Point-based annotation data
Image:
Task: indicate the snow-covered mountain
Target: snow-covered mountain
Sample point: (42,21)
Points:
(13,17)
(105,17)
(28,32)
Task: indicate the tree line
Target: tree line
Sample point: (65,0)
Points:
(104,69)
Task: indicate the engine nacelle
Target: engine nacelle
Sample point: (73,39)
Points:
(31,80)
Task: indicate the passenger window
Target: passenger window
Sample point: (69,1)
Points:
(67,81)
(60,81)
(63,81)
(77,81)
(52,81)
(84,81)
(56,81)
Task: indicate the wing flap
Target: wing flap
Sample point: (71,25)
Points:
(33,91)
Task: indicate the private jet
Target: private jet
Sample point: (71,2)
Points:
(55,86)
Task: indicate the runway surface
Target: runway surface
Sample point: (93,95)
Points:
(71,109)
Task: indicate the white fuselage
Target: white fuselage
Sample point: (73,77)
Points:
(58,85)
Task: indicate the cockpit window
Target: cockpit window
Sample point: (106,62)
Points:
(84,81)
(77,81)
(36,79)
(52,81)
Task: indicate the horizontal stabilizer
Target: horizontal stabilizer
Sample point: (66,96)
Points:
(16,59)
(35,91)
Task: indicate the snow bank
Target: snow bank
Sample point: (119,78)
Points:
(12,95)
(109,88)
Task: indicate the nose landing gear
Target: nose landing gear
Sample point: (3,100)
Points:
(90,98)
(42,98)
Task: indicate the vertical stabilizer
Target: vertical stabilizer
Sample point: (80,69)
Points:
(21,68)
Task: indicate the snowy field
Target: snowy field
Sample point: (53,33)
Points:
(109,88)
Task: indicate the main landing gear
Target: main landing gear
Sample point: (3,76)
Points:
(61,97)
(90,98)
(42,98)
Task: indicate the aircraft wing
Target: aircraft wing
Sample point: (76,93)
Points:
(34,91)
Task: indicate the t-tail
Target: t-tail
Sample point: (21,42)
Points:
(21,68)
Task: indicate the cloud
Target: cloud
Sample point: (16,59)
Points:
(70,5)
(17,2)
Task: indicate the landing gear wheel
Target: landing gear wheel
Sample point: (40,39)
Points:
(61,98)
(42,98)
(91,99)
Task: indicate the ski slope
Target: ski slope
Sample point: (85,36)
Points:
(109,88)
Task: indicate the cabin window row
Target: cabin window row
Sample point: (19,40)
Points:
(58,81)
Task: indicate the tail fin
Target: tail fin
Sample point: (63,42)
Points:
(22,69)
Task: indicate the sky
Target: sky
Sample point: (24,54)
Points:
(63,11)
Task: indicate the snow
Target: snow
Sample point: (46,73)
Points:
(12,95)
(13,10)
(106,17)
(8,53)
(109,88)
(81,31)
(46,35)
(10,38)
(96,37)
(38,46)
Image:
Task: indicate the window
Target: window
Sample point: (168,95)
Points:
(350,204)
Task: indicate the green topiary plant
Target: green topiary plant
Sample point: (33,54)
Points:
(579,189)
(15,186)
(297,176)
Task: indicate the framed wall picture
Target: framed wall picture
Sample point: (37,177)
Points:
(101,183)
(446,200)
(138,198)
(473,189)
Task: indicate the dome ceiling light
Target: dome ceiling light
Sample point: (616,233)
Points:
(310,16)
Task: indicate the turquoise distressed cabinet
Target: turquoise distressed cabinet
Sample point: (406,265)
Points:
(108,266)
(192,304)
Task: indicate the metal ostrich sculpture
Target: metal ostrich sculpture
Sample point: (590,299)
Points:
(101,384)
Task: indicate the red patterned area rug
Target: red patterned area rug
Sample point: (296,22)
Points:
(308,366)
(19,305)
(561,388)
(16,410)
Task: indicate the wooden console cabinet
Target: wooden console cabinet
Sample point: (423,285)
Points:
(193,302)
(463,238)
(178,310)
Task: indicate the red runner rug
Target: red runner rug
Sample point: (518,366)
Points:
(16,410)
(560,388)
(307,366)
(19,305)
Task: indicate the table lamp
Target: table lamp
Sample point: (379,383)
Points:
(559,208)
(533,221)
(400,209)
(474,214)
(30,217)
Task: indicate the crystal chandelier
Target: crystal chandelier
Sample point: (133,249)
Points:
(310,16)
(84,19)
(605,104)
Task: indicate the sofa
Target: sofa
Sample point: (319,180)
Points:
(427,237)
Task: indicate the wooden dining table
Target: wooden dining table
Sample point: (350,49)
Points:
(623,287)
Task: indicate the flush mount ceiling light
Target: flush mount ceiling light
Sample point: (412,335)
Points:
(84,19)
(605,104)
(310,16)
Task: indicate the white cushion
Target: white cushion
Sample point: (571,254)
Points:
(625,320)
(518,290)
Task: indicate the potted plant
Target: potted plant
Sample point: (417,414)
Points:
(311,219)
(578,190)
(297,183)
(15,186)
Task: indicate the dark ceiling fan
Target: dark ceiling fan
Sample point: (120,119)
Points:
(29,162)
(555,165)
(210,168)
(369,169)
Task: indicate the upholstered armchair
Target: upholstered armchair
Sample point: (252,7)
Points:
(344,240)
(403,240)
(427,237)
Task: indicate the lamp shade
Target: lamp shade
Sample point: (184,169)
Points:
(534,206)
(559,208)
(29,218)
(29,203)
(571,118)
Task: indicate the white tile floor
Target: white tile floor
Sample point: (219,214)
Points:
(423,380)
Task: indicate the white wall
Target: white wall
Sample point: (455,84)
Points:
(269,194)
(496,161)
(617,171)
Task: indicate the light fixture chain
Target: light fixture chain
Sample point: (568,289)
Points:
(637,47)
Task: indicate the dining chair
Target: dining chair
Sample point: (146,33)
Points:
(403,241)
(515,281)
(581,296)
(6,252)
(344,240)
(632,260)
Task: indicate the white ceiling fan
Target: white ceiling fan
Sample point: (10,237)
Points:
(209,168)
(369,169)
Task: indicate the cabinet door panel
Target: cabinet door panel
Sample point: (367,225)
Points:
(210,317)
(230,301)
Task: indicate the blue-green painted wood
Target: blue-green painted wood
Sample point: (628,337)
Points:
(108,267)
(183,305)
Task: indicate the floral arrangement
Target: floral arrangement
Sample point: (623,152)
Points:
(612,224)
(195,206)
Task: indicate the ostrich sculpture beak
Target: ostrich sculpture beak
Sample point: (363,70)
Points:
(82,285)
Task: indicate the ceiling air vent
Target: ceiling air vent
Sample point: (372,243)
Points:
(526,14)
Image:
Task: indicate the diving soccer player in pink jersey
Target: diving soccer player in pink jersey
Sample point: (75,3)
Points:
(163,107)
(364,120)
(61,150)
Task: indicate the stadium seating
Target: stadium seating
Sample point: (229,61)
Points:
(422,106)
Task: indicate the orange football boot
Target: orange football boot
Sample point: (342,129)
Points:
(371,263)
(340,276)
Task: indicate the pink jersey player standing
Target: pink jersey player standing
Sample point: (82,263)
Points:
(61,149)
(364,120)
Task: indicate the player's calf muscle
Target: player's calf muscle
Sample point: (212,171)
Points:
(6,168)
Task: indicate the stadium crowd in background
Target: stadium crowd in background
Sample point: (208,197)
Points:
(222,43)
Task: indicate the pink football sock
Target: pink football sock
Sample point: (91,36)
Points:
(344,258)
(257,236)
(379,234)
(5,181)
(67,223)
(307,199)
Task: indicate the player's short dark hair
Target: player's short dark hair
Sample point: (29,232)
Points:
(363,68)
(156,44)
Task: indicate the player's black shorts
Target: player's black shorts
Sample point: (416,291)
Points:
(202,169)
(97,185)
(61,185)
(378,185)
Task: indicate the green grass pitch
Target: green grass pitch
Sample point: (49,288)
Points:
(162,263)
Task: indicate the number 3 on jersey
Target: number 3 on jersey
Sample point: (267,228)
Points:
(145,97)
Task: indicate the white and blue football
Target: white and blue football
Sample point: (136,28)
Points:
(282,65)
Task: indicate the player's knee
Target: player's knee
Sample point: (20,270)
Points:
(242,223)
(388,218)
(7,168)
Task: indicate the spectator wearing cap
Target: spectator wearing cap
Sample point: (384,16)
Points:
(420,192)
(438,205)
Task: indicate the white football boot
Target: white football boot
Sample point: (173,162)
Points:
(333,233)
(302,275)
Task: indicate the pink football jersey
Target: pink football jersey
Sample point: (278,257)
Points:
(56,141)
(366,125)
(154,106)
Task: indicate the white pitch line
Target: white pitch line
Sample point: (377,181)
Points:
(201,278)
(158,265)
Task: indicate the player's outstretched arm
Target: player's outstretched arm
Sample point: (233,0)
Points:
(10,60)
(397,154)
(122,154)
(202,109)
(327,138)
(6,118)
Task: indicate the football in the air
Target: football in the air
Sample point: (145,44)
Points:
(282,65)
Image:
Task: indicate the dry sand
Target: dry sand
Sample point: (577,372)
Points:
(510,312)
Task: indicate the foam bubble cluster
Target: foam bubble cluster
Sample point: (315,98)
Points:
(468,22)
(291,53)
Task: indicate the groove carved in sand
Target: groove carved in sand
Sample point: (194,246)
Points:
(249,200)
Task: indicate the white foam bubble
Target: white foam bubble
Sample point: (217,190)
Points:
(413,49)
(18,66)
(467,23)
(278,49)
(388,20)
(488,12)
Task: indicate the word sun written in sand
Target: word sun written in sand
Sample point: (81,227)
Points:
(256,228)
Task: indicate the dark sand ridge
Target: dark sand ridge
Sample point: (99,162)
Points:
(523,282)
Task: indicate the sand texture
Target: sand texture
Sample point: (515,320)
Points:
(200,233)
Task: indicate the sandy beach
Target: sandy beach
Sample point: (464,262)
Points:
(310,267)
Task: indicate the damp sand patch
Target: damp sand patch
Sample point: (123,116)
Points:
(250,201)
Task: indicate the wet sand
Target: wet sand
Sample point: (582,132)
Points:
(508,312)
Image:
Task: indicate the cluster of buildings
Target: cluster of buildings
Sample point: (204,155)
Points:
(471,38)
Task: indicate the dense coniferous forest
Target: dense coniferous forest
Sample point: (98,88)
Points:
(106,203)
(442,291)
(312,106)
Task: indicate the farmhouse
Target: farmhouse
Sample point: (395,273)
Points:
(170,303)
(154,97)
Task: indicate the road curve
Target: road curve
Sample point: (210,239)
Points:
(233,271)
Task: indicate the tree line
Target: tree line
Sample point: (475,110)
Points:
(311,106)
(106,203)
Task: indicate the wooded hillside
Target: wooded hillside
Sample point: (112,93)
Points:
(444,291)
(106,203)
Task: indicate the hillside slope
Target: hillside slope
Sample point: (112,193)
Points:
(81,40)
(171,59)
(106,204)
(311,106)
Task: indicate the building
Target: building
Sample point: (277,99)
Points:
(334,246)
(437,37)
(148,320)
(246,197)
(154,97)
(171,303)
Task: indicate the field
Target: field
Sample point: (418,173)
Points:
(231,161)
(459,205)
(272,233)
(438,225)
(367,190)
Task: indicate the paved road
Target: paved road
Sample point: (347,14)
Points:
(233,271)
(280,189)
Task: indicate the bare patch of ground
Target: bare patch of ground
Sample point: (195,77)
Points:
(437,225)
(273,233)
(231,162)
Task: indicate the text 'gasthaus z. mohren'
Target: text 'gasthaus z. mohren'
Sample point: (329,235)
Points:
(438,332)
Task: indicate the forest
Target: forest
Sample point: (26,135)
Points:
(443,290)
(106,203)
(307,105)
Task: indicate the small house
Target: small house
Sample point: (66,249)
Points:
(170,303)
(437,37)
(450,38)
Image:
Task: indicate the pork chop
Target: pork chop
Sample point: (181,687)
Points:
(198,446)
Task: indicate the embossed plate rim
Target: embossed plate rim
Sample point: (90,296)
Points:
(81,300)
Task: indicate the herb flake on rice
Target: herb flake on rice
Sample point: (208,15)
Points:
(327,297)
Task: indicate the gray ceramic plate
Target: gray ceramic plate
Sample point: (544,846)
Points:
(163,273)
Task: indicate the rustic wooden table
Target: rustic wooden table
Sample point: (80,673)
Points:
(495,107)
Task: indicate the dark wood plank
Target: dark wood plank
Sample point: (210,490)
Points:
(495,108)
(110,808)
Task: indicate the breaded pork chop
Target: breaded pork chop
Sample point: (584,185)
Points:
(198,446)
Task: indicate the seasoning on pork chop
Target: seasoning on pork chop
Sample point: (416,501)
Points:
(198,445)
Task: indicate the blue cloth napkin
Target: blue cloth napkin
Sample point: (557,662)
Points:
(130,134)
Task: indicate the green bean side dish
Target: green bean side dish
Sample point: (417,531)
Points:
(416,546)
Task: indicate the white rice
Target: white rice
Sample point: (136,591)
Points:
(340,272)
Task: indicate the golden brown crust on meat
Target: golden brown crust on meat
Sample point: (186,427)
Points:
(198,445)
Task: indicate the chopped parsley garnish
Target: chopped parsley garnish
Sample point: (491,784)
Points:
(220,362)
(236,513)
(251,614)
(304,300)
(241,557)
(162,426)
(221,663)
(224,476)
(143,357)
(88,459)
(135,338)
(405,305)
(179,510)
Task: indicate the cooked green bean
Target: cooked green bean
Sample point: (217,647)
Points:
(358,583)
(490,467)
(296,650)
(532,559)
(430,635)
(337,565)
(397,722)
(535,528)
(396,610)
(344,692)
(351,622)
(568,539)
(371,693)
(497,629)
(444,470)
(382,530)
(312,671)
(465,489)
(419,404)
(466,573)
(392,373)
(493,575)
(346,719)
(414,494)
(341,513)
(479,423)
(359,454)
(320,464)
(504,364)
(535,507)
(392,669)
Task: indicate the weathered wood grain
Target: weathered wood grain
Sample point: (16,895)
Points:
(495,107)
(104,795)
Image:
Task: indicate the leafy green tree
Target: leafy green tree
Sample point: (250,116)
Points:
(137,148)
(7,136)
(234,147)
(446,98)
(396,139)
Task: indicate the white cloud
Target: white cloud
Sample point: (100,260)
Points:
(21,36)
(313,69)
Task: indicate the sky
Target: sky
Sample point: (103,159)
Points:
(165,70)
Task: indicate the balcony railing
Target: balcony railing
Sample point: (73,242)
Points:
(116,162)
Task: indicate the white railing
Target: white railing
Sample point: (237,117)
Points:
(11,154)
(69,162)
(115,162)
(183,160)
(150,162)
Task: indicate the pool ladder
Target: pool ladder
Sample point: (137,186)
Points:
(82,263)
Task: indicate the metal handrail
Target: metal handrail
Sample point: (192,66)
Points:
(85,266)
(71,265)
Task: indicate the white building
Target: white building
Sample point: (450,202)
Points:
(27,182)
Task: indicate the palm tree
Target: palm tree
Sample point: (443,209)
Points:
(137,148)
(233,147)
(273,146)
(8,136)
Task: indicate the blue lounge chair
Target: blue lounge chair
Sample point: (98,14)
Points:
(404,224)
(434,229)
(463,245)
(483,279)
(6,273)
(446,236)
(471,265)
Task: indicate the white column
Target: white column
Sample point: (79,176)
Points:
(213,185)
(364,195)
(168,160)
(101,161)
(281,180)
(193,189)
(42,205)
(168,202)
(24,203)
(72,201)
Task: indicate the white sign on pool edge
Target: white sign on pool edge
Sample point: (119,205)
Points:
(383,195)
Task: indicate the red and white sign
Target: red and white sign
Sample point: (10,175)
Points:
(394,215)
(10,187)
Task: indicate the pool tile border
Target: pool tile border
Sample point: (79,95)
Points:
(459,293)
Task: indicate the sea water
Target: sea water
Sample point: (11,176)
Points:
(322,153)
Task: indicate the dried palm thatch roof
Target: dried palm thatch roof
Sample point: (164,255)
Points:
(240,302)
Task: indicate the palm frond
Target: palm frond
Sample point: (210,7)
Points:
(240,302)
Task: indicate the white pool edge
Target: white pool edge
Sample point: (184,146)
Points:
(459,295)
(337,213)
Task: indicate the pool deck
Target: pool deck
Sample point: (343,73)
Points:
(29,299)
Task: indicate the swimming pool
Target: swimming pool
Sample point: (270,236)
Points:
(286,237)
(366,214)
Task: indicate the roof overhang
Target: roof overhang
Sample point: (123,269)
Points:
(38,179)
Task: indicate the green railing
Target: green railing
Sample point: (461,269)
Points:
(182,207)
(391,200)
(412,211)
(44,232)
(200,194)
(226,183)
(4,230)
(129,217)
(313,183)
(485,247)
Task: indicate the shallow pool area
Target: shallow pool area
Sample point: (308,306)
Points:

> _YOUR GOAL_
Write the lines out exactly, from the one with "Task: indicate the sea water" down to the last line of the listing, and leave out all others.

> _EXERCISE RESPONSE_
Task: indicate the sea water
Target: sea water
Sample point: (11,176)
Points:
(322,153)
Task: indicate the dried palm thatch roof
Target: dried palm thatch roof
Sample point: (164,255)
Points:
(240,302)
Task: indicate the palm frond
Target: palm frond
Sample point: (210,7)
Points:
(240,302)
Task: indicate the white pool edge
Target: white pool edge
Sample point: (184,146)
Points:
(459,295)
(337,213)
Task: indicate the pool deck
Target: pool deck
Sample point: (343,73)
Points:
(29,299)
Task: indicate the swimming pool
Target: swimming pool
Sample point: (270,236)
Points:
(286,237)
(366,214)
Task: indicate the roof overhang
Target: roof overhang
Sample point: (123,269)
Points:
(38,179)
Task: indicate the green railing
Target: green railing
Sample point: (461,269)
Points:
(182,207)
(391,200)
(412,211)
(44,232)
(200,194)
(226,183)
(4,230)
(129,217)
(313,183)
(485,247)
Task: indicate the shallow pool area
Target: shallow pool area
Sample point: (308,306)
Points:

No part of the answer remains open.